* Problem description *
Put every line of the listing below into a Markdown table with two columns, Row and Line. Give each line a row number and leave out blank lines.

* Record list *
* start *
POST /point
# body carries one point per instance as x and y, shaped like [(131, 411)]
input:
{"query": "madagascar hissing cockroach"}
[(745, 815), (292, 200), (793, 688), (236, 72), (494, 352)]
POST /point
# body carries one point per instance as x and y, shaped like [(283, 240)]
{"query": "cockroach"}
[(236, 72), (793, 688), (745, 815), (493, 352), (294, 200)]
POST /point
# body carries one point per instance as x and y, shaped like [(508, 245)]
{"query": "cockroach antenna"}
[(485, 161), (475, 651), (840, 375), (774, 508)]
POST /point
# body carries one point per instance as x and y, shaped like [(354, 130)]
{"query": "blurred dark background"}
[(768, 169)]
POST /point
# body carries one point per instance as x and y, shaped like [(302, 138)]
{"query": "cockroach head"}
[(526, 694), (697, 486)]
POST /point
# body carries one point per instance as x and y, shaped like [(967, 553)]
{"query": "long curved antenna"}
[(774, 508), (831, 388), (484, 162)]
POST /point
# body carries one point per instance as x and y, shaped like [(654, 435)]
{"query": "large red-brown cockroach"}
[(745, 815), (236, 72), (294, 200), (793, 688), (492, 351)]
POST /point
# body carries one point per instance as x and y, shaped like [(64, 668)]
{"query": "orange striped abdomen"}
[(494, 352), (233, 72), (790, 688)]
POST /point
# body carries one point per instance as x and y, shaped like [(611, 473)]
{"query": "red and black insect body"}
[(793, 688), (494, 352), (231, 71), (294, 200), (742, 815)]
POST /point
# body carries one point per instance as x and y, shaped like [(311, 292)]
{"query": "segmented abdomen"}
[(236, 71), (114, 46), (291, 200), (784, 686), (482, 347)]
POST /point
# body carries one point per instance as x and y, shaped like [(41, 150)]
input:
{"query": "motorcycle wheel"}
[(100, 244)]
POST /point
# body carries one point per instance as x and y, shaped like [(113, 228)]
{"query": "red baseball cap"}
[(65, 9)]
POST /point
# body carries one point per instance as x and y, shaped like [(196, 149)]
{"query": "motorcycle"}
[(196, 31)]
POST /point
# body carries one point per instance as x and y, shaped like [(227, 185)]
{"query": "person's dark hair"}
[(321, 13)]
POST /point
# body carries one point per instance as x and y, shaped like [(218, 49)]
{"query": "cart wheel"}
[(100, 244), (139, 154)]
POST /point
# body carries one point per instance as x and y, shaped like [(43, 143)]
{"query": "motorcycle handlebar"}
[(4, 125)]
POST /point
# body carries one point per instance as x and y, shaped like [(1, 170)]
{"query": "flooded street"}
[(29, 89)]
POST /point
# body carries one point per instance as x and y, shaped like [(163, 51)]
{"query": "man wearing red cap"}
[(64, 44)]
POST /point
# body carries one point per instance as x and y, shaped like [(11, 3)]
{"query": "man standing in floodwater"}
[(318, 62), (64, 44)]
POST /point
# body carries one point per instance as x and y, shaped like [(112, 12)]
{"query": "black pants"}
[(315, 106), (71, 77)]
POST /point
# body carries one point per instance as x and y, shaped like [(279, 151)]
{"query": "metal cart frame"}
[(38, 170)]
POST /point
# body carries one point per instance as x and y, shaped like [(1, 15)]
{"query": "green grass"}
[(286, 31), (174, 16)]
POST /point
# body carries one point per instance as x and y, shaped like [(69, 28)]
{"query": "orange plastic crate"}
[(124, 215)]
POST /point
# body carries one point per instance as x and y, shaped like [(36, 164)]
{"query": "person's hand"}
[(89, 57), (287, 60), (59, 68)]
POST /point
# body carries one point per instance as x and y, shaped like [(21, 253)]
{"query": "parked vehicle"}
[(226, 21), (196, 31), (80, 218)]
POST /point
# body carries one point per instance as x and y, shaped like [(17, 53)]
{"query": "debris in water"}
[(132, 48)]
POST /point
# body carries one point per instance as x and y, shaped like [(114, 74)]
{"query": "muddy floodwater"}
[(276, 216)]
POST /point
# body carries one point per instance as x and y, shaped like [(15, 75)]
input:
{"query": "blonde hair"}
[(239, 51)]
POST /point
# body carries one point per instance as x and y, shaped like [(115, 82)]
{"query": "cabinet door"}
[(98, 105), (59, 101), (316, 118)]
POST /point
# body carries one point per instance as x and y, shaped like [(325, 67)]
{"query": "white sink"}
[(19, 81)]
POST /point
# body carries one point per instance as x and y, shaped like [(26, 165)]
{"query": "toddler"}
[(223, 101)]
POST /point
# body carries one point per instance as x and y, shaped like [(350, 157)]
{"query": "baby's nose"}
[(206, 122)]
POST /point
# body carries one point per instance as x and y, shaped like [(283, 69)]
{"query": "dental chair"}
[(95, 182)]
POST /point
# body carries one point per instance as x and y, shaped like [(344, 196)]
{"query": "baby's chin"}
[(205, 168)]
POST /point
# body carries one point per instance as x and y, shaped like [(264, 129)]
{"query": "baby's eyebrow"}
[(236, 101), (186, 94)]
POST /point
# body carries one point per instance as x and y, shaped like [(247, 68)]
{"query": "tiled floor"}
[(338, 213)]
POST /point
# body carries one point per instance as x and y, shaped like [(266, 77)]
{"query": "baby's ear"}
* end *
* Reply to the exercise *
| Row | Line |
|---|---|
| 1 | POST /point |
| 2 | # body carries one point per instance as x and y, shaped like [(131, 411)] |
| 3 | input: |
| 4 | {"query": "madagascar hissing cockroach"} |
| 5 | [(745, 815), (292, 200), (793, 688), (236, 72), (494, 352)] |
| 6 | POST /point |
| 7 | # body carries one point per instance as x and y, shaped like [(283, 240)] |
| 8 | {"query": "cockroach"} |
| 9 | [(236, 72), (793, 688), (745, 815), (493, 352), (294, 200)] |
| 10 | POST /point |
| 11 | # body carries one point per instance as x and y, shaped like [(508, 245)] |
| 12 | {"query": "cockroach antenna"} |
| 13 | [(485, 161), (475, 651), (840, 375), (774, 508)] |
| 14 | POST /point |
| 15 | # body carries one point per instance as x and y, shaped like [(354, 130)] |
| 16 | {"query": "blurred dark background"} |
| 17 | [(768, 169)] |
| 18 | POST /point |
| 19 | # body carries one point per instance as x and y, shaped like [(302, 138)] |
| 20 | {"query": "cockroach head"} |
| 21 | [(526, 694), (697, 486)] |
| 22 | POST /point |
| 23 | # body carries one point per instance as x and y, shaped like [(967, 553)] |
| 24 | {"query": "long curved antenna"} |
| 25 | [(774, 508), (831, 388), (484, 162)] |
| 26 | POST /point |
| 27 | # body carries one point per instance as x and y, shaped like [(654, 435)] |
| 28 | {"query": "large red-brown cockroach"} |
| 29 | [(745, 815), (236, 72), (294, 200), (793, 688), (492, 351)] |
| 30 | POST /point |
| 31 | # body carries one point per instance as x and y, shaped like [(64, 668)] |
| 32 | {"query": "orange striped abdomen"} |
| 33 | [(494, 352), (233, 72), (790, 688)] |
| 34 | POST /point |
| 35 | # body carries one point per instance as x and y, shaped like [(611, 473)] |
| 36 | {"query": "red and black insect body"} |
| 37 | [(793, 688), (494, 352), (231, 71), (294, 200), (742, 815)] |
| 38 | POST /point |
| 39 | # body carries one point per instance as x and y, shaped like [(311, 292)] |
| 40 | {"query": "segmented abdomen"} |
| 41 | [(236, 71), (114, 46), (291, 200), (784, 686), (482, 347)] |
| 42 | POST /point |
| 43 | # body carries one point per instance as x and y, shaped like [(41, 150)] |
| 44 | input: |
| 45 | {"query": "motorcycle wheel"} |
| 46 | [(100, 244)] |
| 47 | POST /point |
| 48 | # body carries one point per instance as x and y, shaped like [(113, 228)] |
| 49 | {"query": "red baseball cap"} |
| 50 | [(65, 9)] |
| 51 | POST /point |
| 52 | # body carries one point per instance as x and y, shaped like [(196, 149)] |
| 53 | {"query": "motorcycle"} |
| 54 | [(196, 31)] |
| 55 | POST /point |
| 56 | # body carries one point per instance as x and y, shaped like [(227, 185)] |
| 57 | {"query": "person's dark hair"} |
| 58 | [(321, 13)] |
| 59 | POST /point |
| 60 | # body carries one point per instance as x and y, shaped like [(218, 49)] |
| 61 | {"query": "cart wheel"} |
| 62 | [(100, 244), (139, 154)] |
| 63 | POST /point |
| 64 | # body carries one point per instance as x and y, shaped like [(43, 143)] |
| 65 | {"query": "motorcycle handlebar"} |
| 66 | [(4, 125)] |
| 67 | POST /point |
| 68 | # body carries one point per instance as x and y, shaped like [(1, 170)] |
| 69 | {"query": "flooded street"} |
| 70 | [(29, 89)] |
| 71 | POST /point |
| 72 | # body carries one point per instance as x and y, shaped like [(163, 51)] |
| 73 | {"query": "man wearing red cap"} |
| 74 | [(64, 44)] |
| 75 | POST /point |
| 76 | # body carries one point per instance as x and y, shaped like [(11, 3)] |
| 77 | {"query": "man standing in floodwater"} |
| 78 | [(318, 62), (64, 44)] |
| 79 | POST /point |
| 80 | # body carries one point per instance as x and y, shaped like [(112, 12)] |
| 81 | {"query": "black pants"} |
| 82 | [(315, 106), (71, 77)] |
| 83 | POST /point |
| 84 | # body carries one point per instance as x and y, shaped like [(279, 151)] |
| 85 | {"query": "metal cart frame"} |
| 86 | [(38, 170)] |
| 87 | POST /point |
| 88 | # body carries one point per instance as x and y, shaped like [(1, 15)] |
| 89 | {"query": "green grass"} |
| 90 | [(286, 31), (174, 16)] |
| 91 | POST /point |
| 92 | # body carries one point per instance as x and y, shaped like [(69, 28)] |
| 93 | {"query": "orange plastic crate"} |
| 94 | [(124, 215)] |
| 95 | POST /point |
| 96 | # body carries one point per instance as x and y, shaped like [(36, 164)] |
| 97 | {"query": "person's hand"} |
| 98 | [(89, 57), (287, 60), (59, 68)] |
| 99 | POST /point |
| 100 | # body carries one point per instance as x and y, shaped like [(21, 253)] |
| 101 | {"query": "parked vehicle"} |
| 102 | [(226, 21), (196, 31), (80, 218)] |
| 103 | POST /point |
| 104 | # body carries one point per instance as x and y, shaped like [(17, 53)] |
| 105 | {"query": "debris in water"} |
| 106 | [(132, 48)] |
| 107 | POST /point |
| 108 | # body carries one point per instance as x and y, shaped like [(114, 74)] |
| 109 | {"query": "muddy floodwater"} |
| 110 | [(276, 216)] |
| 111 | POST /point |
| 112 | # body carries one point per instance as x and y, shaped like [(15, 75)] |
| 113 | input: |
| 114 | {"query": "blonde hair"} |
| 115 | [(239, 51)] |
| 116 | POST /point |
| 117 | # body carries one point per instance as x and y, shaped like [(115, 82)] |
| 118 | {"query": "cabinet door"} |
| 119 | [(98, 105), (59, 101), (316, 118)] |
| 120 | POST /point |
| 121 | # body carries one point per instance as x and y, shaped like [(325, 67)] |
| 122 | {"query": "white sink"} |
| 123 | [(19, 81)] |
| 124 | POST /point |
| 125 | # body carries one point per instance as x and y, shaped like [(26, 165)] |
| 126 | {"query": "toddler"} |
| 127 | [(223, 101)] |
| 128 | POST /point |
| 129 | # body carries one point per instance as x and y, shaped like [(350, 157)] |
| 130 | {"query": "baby's nose"} |
| 131 | [(206, 122)] |
| 132 | POST /point |
| 133 | # body carries one point per instance as x and y, shaped like [(283, 69)] |
| 134 | {"query": "dental chair"} |
| 135 | [(95, 182)] |
| 136 | POST /point |
| 137 | # body carries one point per instance as x and y, shaped like [(344, 196)] |
| 138 | {"query": "baby's chin"} |
| 139 | [(205, 168)] |
| 140 | POST /point |
| 141 | # body carries one point per instance as x and y, shaped like [(264, 129)] |
| 142 | {"query": "baby's eyebrow"} |
| 143 | [(236, 101), (186, 94)] |
| 144 | POST /point |
| 145 | # body carries one point per instance as x and y, shaped like [(247, 68)] |
| 146 | {"query": "tiled floor"} |
| 147 | [(338, 213)] |
| 148 | POST /point |
| 149 | # body carries one point per instance as x and y, shaped like [(266, 77)] |
| 150 | {"query": "baby's ear"} |